Task prompt:
Starting at the line that contains "Now, detect the metal pole visible above.", return every line through the end of the data exactly, without pictures.

Information shown:
_____

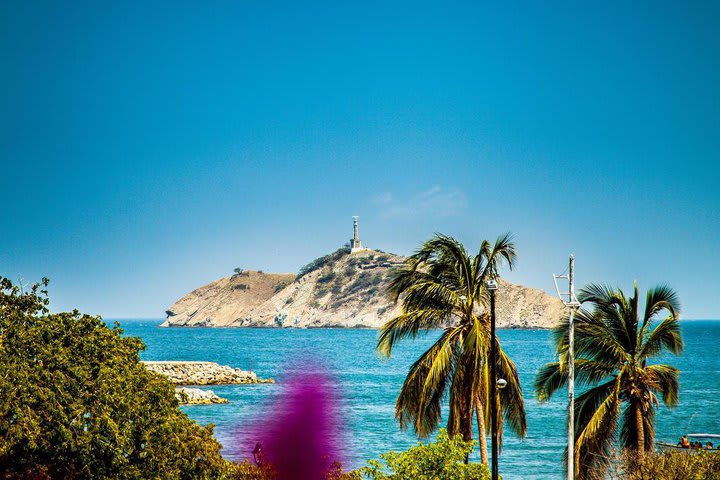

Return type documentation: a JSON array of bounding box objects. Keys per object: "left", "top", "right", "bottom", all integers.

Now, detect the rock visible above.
[
  {"left": 143, "top": 361, "right": 270, "bottom": 385},
  {"left": 175, "top": 387, "right": 228, "bottom": 405}
]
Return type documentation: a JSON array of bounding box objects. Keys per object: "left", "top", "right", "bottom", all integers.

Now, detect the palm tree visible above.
[
  {"left": 535, "top": 283, "right": 683, "bottom": 478},
  {"left": 377, "top": 233, "right": 527, "bottom": 465}
]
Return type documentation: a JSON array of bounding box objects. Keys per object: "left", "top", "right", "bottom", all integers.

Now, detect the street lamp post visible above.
[{"left": 486, "top": 279, "right": 499, "bottom": 480}]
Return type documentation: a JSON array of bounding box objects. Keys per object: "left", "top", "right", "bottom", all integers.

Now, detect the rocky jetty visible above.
[
  {"left": 175, "top": 387, "right": 229, "bottom": 405},
  {"left": 163, "top": 248, "right": 565, "bottom": 329},
  {"left": 143, "top": 361, "right": 274, "bottom": 386}
]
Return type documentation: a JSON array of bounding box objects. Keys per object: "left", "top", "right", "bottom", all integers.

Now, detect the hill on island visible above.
[{"left": 162, "top": 248, "right": 565, "bottom": 329}]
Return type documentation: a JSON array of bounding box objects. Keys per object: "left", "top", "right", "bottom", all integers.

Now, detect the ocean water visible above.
[{"left": 116, "top": 320, "right": 720, "bottom": 480}]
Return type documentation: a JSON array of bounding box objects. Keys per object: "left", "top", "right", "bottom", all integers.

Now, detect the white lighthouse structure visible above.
[{"left": 350, "top": 216, "right": 368, "bottom": 253}]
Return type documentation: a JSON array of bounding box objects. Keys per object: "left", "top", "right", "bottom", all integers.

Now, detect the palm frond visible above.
[
  {"left": 472, "top": 233, "right": 516, "bottom": 298},
  {"left": 620, "top": 402, "right": 656, "bottom": 452},
  {"left": 574, "top": 359, "right": 616, "bottom": 385},
  {"left": 422, "top": 326, "right": 463, "bottom": 400},
  {"left": 575, "top": 387, "right": 621, "bottom": 479},
  {"left": 535, "top": 362, "right": 566, "bottom": 402},
  {"left": 553, "top": 309, "right": 629, "bottom": 366},
  {"left": 395, "top": 328, "right": 461, "bottom": 437},
  {"left": 401, "top": 280, "right": 459, "bottom": 314},
  {"left": 463, "top": 315, "right": 489, "bottom": 395},
  {"left": 578, "top": 283, "right": 633, "bottom": 352},
  {"left": 376, "top": 309, "right": 449, "bottom": 357},
  {"left": 571, "top": 379, "right": 617, "bottom": 477},
  {"left": 447, "top": 350, "right": 473, "bottom": 438},
  {"left": 645, "top": 364, "right": 680, "bottom": 407},
  {"left": 641, "top": 284, "right": 680, "bottom": 329},
  {"left": 638, "top": 315, "right": 684, "bottom": 359},
  {"left": 497, "top": 343, "right": 527, "bottom": 438},
  {"left": 490, "top": 232, "right": 517, "bottom": 273}
]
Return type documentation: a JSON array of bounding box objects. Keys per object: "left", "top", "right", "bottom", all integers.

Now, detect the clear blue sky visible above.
[{"left": 1, "top": 1, "right": 718, "bottom": 318}]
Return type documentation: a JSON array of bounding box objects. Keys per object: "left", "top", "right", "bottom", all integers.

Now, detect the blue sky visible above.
[{"left": 1, "top": 1, "right": 718, "bottom": 318}]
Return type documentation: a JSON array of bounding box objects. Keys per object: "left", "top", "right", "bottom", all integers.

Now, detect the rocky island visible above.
[{"left": 162, "top": 219, "right": 565, "bottom": 329}]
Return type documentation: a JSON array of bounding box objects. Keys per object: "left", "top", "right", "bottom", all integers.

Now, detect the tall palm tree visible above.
[
  {"left": 535, "top": 283, "right": 683, "bottom": 478},
  {"left": 377, "top": 233, "right": 527, "bottom": 465}
]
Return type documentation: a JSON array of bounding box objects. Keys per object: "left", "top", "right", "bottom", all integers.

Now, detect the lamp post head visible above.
[{"left": 486, "top": 280, "right": 498, "bottom": 291}]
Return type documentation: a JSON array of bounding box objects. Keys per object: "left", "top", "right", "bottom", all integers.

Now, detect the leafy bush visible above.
[
  {"left": 318, "top": 272, "right": 337, "bottom": 284},
  {"left": 297, "top": 247, "right": 350, "bottom": 280},
  {"left": 346, "top": 272, "right": 382, "bottom": 295},
  {"left": 359, "top": 429, "right": 491, "bottom": 480},
  {"left": 603, "top": 449, "right": 720, "bottom": 480},
  {"left": 223, "top": 460, "right": 359, "bottom": 479},
  {"left": 0, "top": 277, "right": 228, "bottom": 479},
  {"left": 273, "top": 281, "right": 290, "bottom": 293},
  {"left": 343, "top": 265, "right": 356, "bottom": 278}
]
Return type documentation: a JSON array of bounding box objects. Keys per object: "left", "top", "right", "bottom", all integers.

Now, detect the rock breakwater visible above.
[{"left": 143, "top": 361, "right": 274, "bottom": 385}]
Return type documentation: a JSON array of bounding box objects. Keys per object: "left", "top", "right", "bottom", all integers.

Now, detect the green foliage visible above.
[
  {"left": 0, "top": 277, "right": 228, "bottom": 479},
  {"left": 297, "top": 247, "right": 351, "bottom": 280},
  {"left": 222, "top": 459, "right": 360, "bottom": 480},
  {"left": 273, "top": 280, "right": 290, "bottom": 293},
  {"left": 359, "top": 429, "right": 491, "bottom": 480},
  {"left": 318, "top": 271, "right": 338, "bottom": 284},
  {"left": 234, "top": 267, "right": 244, "bottom": 275},
  {"left": 347, "top": 272, "right": 381, "bottom": 295},
  {"left": 534, "top": 283, "right": 684, "bottom": 479},
  {"left": 603, "top": 450, "right": 720, "bottom": 480}
]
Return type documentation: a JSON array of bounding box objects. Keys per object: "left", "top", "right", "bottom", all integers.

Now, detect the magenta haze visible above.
[{"left": 243, "top": 369, "right": 343, "bottom": 479}]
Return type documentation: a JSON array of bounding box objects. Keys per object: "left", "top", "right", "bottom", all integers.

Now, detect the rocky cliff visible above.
[
  {"left": 162, "top": 248, "right": 565, "bottom": 329},
  {"left": 163, "top": 271, "right": 295, "bottom": 327}
]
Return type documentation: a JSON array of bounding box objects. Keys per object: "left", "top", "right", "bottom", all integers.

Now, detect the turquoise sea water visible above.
[{"left": 116, "top": 320, "right": 720, "bottom": 480}]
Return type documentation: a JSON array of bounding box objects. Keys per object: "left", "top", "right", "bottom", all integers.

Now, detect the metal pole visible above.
[
  {"left": 567, "top": 255, "right": 575, "bottom": 480},
  {"left": 490, "top": 289, "right": 499, "bottom": 480}
]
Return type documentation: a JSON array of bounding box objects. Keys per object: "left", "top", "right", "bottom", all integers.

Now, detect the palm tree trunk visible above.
[
  {"left": 476, "top": 396, "right": 489, "bottom": 465},
  {"left": 460, "top": 363, "right": 475, "bottom": 443},
  {"left": 460, "top": 404, "right": 473, "bottom": 441},
  {"left": 635, "top": 403, "right": 645, "bottom": 458}
]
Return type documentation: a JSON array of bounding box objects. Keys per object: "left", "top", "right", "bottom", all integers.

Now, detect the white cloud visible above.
[{"left": 373, "top": 186, "right": 467, "bottom": 219}]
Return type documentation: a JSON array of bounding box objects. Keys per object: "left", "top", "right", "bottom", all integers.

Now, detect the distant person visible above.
[
  {"left": 680, "top": 436, "right": 690, "bottom": 448},
  {"left": 706, "top": 442, "right": 714, "bottom": 450}
]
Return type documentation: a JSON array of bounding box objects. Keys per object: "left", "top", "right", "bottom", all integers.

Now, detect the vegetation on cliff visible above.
[
  {"left": 297, "top": 246, "right": 351, "bottom": 280},
  {"left": 0, "top": 277, "right": 228, "bottom": 479}
]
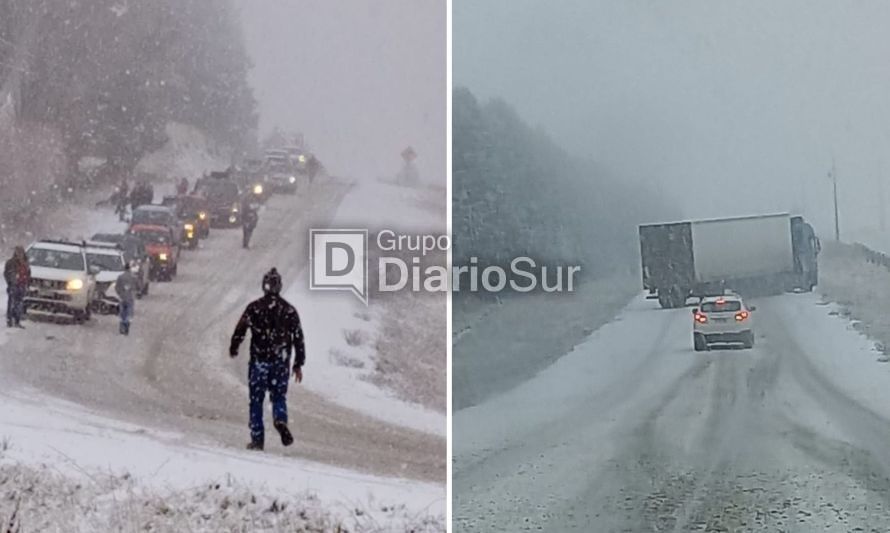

_____

Answer space:
Now, detect the metal pole visible above.
[
  {"left": 567, "top": 255, "right": 575, "bottom": 480},
  {"left": 490, "top": 289, "right": 499, "bottom": 480}
]
Return type documentation: a JSON array of bounding box objects. Keys per object: "left", "top", "right", "bottom", all integers.

Now, detect the palm tree trunk visible above.
[
  {"left": 476, "top": 396, "right": 489, "bottom": 465},
  {"left": 460, "top": 363, "right": 475, "bottom": 443},
  {"left": 460, "top": 404, "right": 473, "bottom": 441},
  {"left": 635, "top": 403, "right": 645, "bottom": 458}
]
Return type documentation: a JSON array of bounding box objects. Keys per object: "left", "top", "right", "bottom", all integers.

Now, detect the white cloud visible above.
[{"left": 373, "top": 186, "right": 467, "bottom": 219}]
Return type documentation: a JSON array of bounding box objects. Keys per object: "left", "top", "right", "bottom", all integers.

Now, detect the distant person visible above.
[
  {"left": 680, "top": 436, "right": 690, "bottom": 448},
  {"left": 706, "top": 442, "right": 714, "bottom": 450}
]
Return type documentation: a JSON array of bounding box objects. Keys per object: "left", "top", "right", "bottom", all integers.

Now, detect the vegetation on cliff visible above.
[
  {"left": 297, "top": 246, "right": 351, "bottom": 280},
  {"left": 0, "top": 277, "right": 228, "bottom": 479}
]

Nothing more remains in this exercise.